**Directions for this task:** Leave out the pictures. Return every record otherwise untouched.

**Source data:**
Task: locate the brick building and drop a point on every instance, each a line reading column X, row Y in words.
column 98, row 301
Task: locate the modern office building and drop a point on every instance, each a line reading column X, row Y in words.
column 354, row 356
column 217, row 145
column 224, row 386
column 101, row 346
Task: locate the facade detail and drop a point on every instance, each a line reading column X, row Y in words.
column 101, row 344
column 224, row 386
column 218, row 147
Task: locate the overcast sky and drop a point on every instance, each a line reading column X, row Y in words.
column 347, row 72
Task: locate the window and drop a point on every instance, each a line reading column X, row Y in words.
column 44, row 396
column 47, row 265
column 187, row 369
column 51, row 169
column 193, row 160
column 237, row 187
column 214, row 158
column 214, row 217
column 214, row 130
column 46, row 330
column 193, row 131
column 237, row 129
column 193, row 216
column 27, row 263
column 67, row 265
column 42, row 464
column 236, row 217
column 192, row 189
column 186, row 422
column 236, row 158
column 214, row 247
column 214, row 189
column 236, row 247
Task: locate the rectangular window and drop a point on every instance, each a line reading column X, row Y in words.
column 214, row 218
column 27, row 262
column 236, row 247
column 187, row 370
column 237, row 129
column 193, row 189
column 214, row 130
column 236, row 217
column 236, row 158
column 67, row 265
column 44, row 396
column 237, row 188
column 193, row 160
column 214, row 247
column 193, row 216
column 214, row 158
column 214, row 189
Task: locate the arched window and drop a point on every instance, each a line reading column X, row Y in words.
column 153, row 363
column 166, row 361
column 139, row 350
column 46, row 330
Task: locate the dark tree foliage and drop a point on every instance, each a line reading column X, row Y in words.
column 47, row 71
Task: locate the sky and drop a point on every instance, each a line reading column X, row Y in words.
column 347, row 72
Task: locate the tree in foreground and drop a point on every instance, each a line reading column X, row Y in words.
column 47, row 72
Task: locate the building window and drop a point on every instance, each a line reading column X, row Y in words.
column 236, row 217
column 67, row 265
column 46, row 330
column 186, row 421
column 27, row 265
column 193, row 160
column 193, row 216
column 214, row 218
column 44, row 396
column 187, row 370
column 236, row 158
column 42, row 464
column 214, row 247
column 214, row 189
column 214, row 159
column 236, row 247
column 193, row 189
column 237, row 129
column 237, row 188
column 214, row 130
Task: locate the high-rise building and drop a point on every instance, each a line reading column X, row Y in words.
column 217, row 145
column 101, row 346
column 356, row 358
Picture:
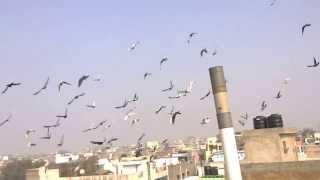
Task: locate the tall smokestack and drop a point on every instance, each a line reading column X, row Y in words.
column 219, row 89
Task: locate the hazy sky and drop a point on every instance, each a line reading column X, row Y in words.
column 258, row 45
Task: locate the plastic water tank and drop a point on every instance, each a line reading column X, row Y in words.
column 260, row 122
column 275, row 121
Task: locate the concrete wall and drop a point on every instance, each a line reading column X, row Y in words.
column 299, row 170
column 270, row 145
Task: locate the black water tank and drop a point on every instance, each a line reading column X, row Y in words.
column 275, row 121
column 260, row 122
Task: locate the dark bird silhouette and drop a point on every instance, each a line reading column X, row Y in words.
column 10, row 85
column 93, row 105
column 65, row 115
column 61, row 141
column 141, row 137
column 43, row 87
column 263, row 105
column 163, row 60
column 315, row 63
column 205, row 96
column 125, row 104
column 98, row 142
column 6, row 120
column 76, row 97
column 82, row 79
column 170, row 88
column 173, row 118
column 304, row 27
column 146, row 75
column 63, row 83
column 160, row 109
column 279, row 95
column 204, row 50
column 191, row 36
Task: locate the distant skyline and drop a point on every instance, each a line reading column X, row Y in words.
column 259, row 46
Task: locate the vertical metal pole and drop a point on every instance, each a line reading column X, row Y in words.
column 219, row 89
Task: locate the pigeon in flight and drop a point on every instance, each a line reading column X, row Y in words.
column 163, row 60
column 173, row 118
column 205, row 121
column 133, row 46
column 215, row 52
column 28, row 132
column 135, row 98
column 206, row 95
column 43, row 87
column 82, row 79
column 93, row 105
column 170, row 88
column 76, row 97
column 125, row 104
column 244, row 116
column 304, row 27
column 61, row 141
column 279, row 95
column 65, row 115
column 6, row 120
column 10, row 85
column 141, row 137
column 315, row 63
column 146, row 75
column 204, row 50
column 63, row 83
column 263, row 105
column 191, row 36
column 160, row 109
column 241, row 123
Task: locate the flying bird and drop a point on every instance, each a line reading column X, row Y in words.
column 279, row 95
column 304, row 27
column 65, row 115
column 82, row 79
column 263, row 105
column 28, row 132
column 43, row 87
column 170, row 88
column 146, row 75
column 133, row 46
column 163, row 60
column 315, row 63
column 61, row 141
column 92, row 105
column 160, row 109
column 244, row 116
column 206, row 95
column 173, row 118
column 204, row 50
column 141, row 137
column 63, row 83
column 125, row 104
column 205, row 121
column 6, row 120
column 10, row 85
column 76, row 97
column 191, row 36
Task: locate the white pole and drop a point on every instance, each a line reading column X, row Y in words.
column 219, row 89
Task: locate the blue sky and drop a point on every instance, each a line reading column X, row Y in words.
column 257, row 44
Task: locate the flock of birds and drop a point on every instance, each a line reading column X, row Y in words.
column 131, row 114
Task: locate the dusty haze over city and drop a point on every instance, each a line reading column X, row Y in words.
column 258, row 45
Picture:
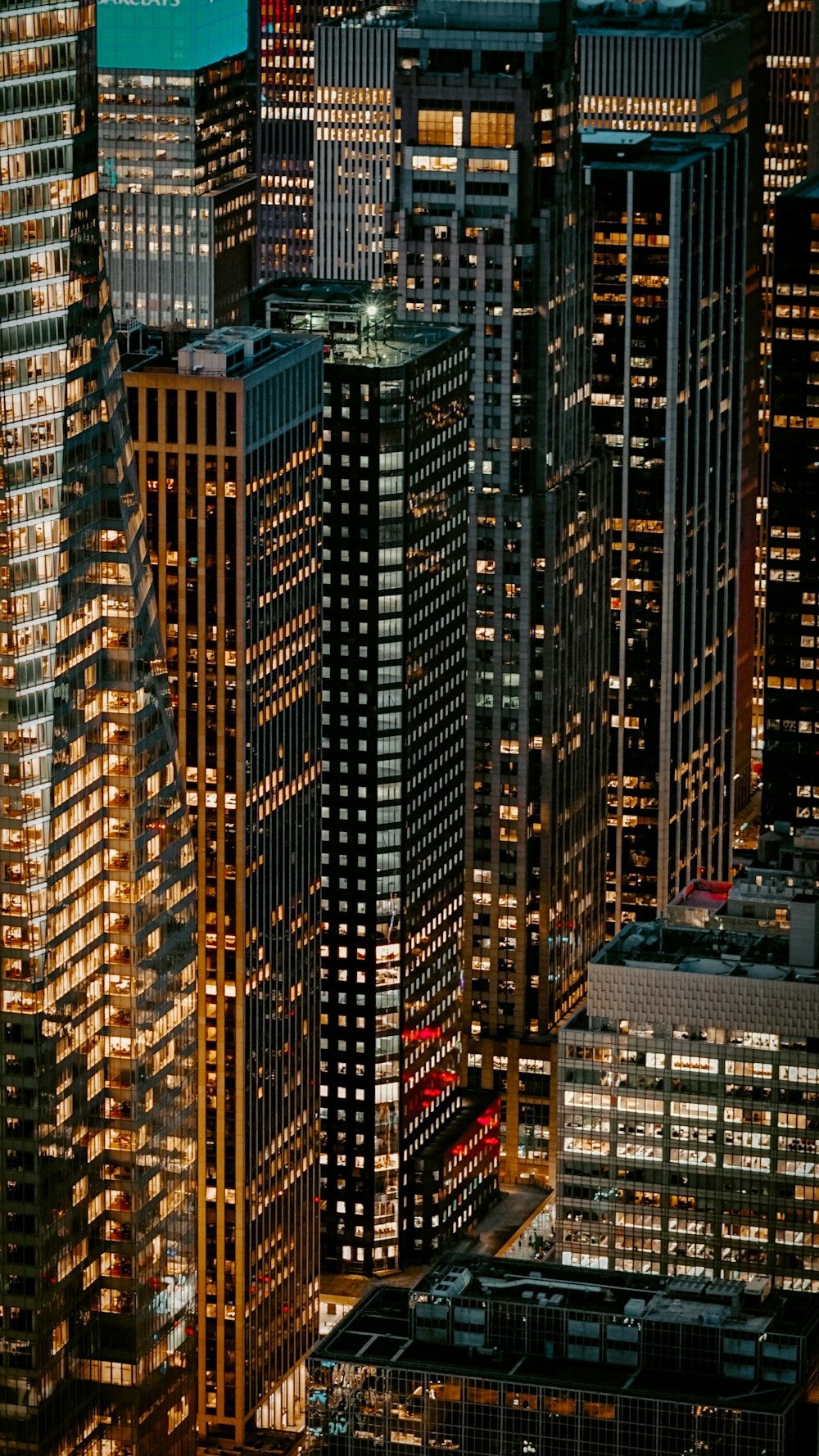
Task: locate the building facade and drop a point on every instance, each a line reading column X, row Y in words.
column 228, row 450
column 286, row 130
column 667, row 400
column 488, row 232
column 394, row 717
column 686, row 69
column 98, row 903
column 792, row 685
column 178, row 194
column 355, row 144
column 490, row 1356
column 662, row 70
column 688, row 1095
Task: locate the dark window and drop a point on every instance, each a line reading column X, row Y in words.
column 134, row 413
column 152, row 414
column 191, row 417
column 171, row 417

**Exercise result:**
Task: locate the brick building and drop a point on every instance, each a line reading column X, row Y in words.
column 98, row 301
Task: locate the modern office building and drop a point on every instance, each a line reading column X, row Y in words.
column 354, row 356
column 217, row 145
column 224, row 386
column 101, row 346
Task: locate the facade detail and drop a point on every instance, each a line reading column X, row Y in words.
column 101, row 344
column 224, row 386
column 218, row 147
Task: locate the overcast sky and drop a point on every instance, each a line reading column X, row Y in words.
column 347, row 72
Task: locate the window and drop a point on every instance, each a line reading column X, row Y in words.
column 44, row 396
column 47, row 265
column 187, row 369
column 51, row 169
column 193, row 160
column 237, row 187
column 214, row 158
column 214, row 217
column 214, row 130
column 46, row 330
column 193, row 131
column 237, row 129
column 193, row 216
column 27, row 263
column 67, row 265
column 42, row 464
column 236, row 217
column 192, row 189
column 186, row 422
column 236, row 158
column 214, row 247
column 214, row 189
column 236, row 247
Task: locate the rectangular window and drop a point on every instance, each a line reading column X, row Y in words.
column 214, row 218
column 27, row 262
column 236, row 247
column 187, row 370
column 237, row 129
column 193, row 189
column 214, row 130
column 236, row 217
column 236, row 158
column 67, row 265
column 44, row 396
column 237, row 188
column 193, row 160
column 214, row 247
column 193, row 216
column 214, row 158
column 214, row 189
Task: locate the arched window and drop a point on every instance, each a line reading column X, row Y in words.
column 153, row 363
column 166, row 361
column 139, row 350
column 46, row 330
Task: locate the dark tree foliage and drop a point on every instance, each a line reading column X, row Y in words.
column 47, row 71
Task: locate the sky and drop a point on every instance, each a line reading column X, row Y in words.
column 347, row 72
Task: locate the tree in foreground and drop a point on every instance, each a line reading column X, row Y in words.
column 47, row 72
Task: locate the building window and drop a point on every instance, each a line reading column X, row Y in words.
column 236, row 217
column 67, row 265
column 46, row 330
column 186, row 421
column 27, row 265
column 193, row 160
column 193, row 216
column 214, row 218
column 44, row 396
column 187, row 370
column 236, row 158
column 42, row 464
column 214, row 247
column 214, row 189
column 214, row 159
column 236, row 247
column 193, row 189
column 237, row 129
column 237, row 188
column 214, row 130
Task: locate the high-rise building and drop a point on every instance, each a line reading column X, row Y in words.
column 217, row 145
column 101, row 346
column 356, row 358
Picture:
Task: locate the tall smokestack and drop a point on every instance, each a line reading column X, row Y in words.
column 219, row 89
Task: locate the hazy sky and drop a point on every instance, each a line reading column X, row Y in words.
column 258, row 45
Task: locate the plastic water tank and drop a point on every instance, each a line reading column X, row Y in words.
column 260, row 122
column 275, row 121
Task: locate the concrete wall and drop a point on every instance, each a line reading column X, row Y in words.
column 299, row 170
column 270, row 145
Task: locate the black water tank and drop a point on every instance, each a line reading column X, row Y in words.
column 275, row 121
column 260, row 122
Task: locate the dark bird silhouette and drop a point on every instance, each a line reading column X, row Y in words.
column 10, row 85
column 93, row 105
column 65, row 115
column 61, row 141
column 141, row 137
column 43, row 87
column 263, row 105
column 163, row 60
column 315, row 63
column 205, row 96
column 125, row 104
column 98, row 142
column 6, row 120
column 76, row 97
column 82, row 79
column 170, row 88
column 173, row 118
column 304, row 27
column 146, row 75
column 63, row 83
column 160, row 109
column 279, row 95
column 204, row 50
column 191, row 36
Task: locate the distant skyline and drop a point on every instance, each a line reading column X, row Y in words.
column 259, row 46
Task: locate the vertical metal pole and drop a point on every instance, each a line reading column X, row Y in words.
column 219, row 89
Task: locate the pigeon in flight and drop a point on every instance, each a line reading column X, row Y in words.
column 163, row 60
column 173, row 118
column 205, row 121
column 133, row 46
column 215, row 52
column 28, row 132
column 135, row 98
column 206, row 95
column 43, row 87
column 82, row 79
column 93, row 105
column 170, row 88
column 76, row 97
column 125, row 104
column 244, row 116
column 304, row 27
column 61, row 141
column 279, row 95
column 65, row 115
column 6, row 120
column 10, row 85
column 141, row 137
column 315, row 63
column 146, row 75
column 204, row 50
column 63, row 83
column 263, row 105
column 191, row 36
column 160, row 109
column 241, row 123
Task: locate the flying bird and drop a point on every instance, each a line reading column X, row Y in words.
column 279, row 95
column 304, row 27
column 65, row 115
column 82, row 79
column 263, row 105
column 28, row 132
column 43, row 87
column 170, row 88
column 146, row 75
column 133, row 46
column 163, row 60
column 315, row 63
column 61, row 141
column 92, row 105
column 160, row 109
column 244, row 116
column 206, row 95
column 173, row 118
column 204, row 50
column 141, row 137
column 63, row 83
column 125, row 104
column 205, row 121
column 6, row 120
column 10, row 85
column 76, row 97
column 191, row 36
Task: locate the white pole and drop a point on every instance, each a line reading column X, row Y in words.
column 219, row 89
Task: locate the blue sky and drop a point on every instance, each a line reading column X, row Y in words.
column 257, row 44
Task: locate the flock of birds and drop a point on every instance, each a line reading column X, row Y in words.
column 131, row 114
Task: locate the dusty haze over city and drop a point on every instance, each a line reading column X, row Y in words.
column 258, row 45
Picture:
Task: locate the building facade and drop a point on every instance, each a line reading column X, row Y in words.
column 228, row 450
column 286, row 130
column 667, row 400
column 488, row 232
column 394, row 717
column 686, row 69
column 98, row 903
column 792, row 685
column 178, row 194
column 355, row 144
column 490, row 1356
column 662, row 70
column 688, row 1095
Task: locate the dark window and drop a point on every instance, each a line reading column X, row Y in words.
column 134, row 413
column 152, row 414
column 191, row 417
column 171, row 417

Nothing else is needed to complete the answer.